◆ SELECTED EXCERPT
┄┄┄┄┄┄
Seth eventually finds what he is looking for: the power of resurrection. He gives it to Curtis in exchange for his sex-change power after Curtis accidentally impregnates himself. Curtis uses his power to resurrect Seth's ex-girlfriend, Shannon, who died of a drug overdose that Seth feels responsible for. Seth breaks up with Kelly and returns to Shannon but quickly realises that anyone resurrected has an all-encompassing desire for blood, essentially rendering them a zombie. Seth and the gang manage to defeat Shannon and the others infected by the power, resulting in Seth and Kelly restarting their relationship and eventually deciding to travel to escape the mayhem of the community centre.

A medium uses his power to inadvertently bring the spirits of Tony, Sally and Rachel back to haunt the gang, with the spirits unable to move on due to having unfinished business. Sally and Tony move on to the afterlife after they reconcile, and Rachel tries to fit in with the culture that she despises by swearing, drinking, trying drugs and having sex, but is unsuccessful. She realises that she is back for revenge, slicing Alisha's throat with a Stanley knife and moving on. After Alisha's death, Seth helps Simon to go back in time, allowing Simon to help the gang in the past and resulting in Simon's eventual death in Alisha's arms. Back in the present day, Rudy, Kelly and Curtis agree to keep their heads down and continue their community service.

=== Series 4 (2012) ===
After Alisha's death and Simon's departure to the past, Kelly and Seth travel to Africa, where Kelly uses her knowledge of mechanical systems to defuse land mines, and end up staying. Curtis and Rudy continue with community service, joined by Finn, an anxious telekinetic, and Jess, a snarky, reserved girl with x-ray vision. Major subplots include Rudy and Finn moving into the community centre together, Finn's one-sided infatuation with Jess, Curtis's encounters with Lola, a mysterious woman who claims to be a trainee probation worker, Finn's search for his father, and Jess's relationship with Alex, "From the Bar", a mysterious bartender who spends most of his time looking for his penis, lost as a result of a mysterious power. As a result of his encounters with Lola, Curtis uses his resurrection power again, leading to his infection. To stop his increasing thirst for blood, Curtis commits suicide, emotionally affecting Rudy as a result.
┄┄┄┄┄┄
◆ DATA EXTRACT
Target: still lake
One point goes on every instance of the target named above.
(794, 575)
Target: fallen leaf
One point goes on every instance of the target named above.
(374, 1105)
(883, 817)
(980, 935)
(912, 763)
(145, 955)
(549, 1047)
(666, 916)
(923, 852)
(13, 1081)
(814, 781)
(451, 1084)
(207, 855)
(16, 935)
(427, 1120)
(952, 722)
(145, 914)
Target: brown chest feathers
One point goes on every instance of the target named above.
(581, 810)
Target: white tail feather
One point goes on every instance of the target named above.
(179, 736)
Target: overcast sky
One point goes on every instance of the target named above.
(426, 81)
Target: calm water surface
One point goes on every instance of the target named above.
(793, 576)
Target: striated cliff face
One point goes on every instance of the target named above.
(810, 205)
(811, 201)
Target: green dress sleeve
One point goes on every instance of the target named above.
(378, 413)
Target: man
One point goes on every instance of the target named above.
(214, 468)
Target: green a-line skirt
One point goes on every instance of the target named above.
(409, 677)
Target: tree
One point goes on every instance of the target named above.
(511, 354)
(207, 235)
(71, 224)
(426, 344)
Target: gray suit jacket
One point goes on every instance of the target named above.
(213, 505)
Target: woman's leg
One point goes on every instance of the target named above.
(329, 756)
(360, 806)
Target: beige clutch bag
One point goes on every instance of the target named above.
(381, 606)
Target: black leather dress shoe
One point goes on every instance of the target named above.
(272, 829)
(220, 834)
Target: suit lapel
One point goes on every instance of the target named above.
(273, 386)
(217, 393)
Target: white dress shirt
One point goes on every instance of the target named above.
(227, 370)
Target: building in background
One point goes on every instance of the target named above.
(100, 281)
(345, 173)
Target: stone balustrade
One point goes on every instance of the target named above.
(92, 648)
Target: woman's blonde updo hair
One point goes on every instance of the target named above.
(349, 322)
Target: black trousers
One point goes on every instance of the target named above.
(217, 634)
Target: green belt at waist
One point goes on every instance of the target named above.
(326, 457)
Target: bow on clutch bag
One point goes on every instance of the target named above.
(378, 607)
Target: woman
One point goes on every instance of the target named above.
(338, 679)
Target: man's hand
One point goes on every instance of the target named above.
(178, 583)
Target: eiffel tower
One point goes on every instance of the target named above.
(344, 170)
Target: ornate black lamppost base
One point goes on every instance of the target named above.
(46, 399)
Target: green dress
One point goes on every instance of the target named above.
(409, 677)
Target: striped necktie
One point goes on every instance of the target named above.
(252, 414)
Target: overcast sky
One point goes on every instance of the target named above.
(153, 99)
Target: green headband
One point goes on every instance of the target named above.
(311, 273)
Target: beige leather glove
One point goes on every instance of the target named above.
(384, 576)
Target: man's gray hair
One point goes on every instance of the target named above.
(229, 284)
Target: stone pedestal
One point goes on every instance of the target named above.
┄┄┄┄┄┄
◆ WORK TASK 1
According to the plot summary, whose spirits does the medium bring back to haunt the gang?
◆ WORK TASK 2
Translate this sentence from the plot summary into Spanish: "Back in the present day, Rudy, Kelly and Curtis agree to keep their heads down and continue their community service."
◆ WORK TASK 3
Resume the plot summary after its last sentence.
The items have no connection to the plot summary.

◆ WRITTEN RESPONSE 1
Tony, Sally and Rachel

◆ WRITTEN RESPONSE 2
De vuelta en el presente, Rudy, Kelly y Curtis acuerdan pasar desapercibidos y seguir con su servicio comunitario.

◆ WRITTEN RESPONSE 3
After Curtis's suicide, the gang encounters Abbey, a girl who suffers from amnesia as a result of the storm and later joins the group on community service, and Nadine, a nun with a mysterious secret whom Rudy falls in love with. Alex finds and retrieves his penis, but his regained sense of masculinity causes him to cheat on Jess, angering Finn. Nadine's power is eventually revealed to be the ability to inadvertently summon the Four Horsemen of the Apocalypse when surrounded by anger or violence, which she does after witnessing Alex and Finn arguing over Jess. The Horsemen attack the gang and stab Alex when he steps in to protect Jess. Nadine sacrifices herself to stop the Horsemen from wreaking more havoc, leaving Rudy heartbroken again. As a result of the Horsemen's attack, Alex is rushed to the hospital to receive an emergency lung transplant.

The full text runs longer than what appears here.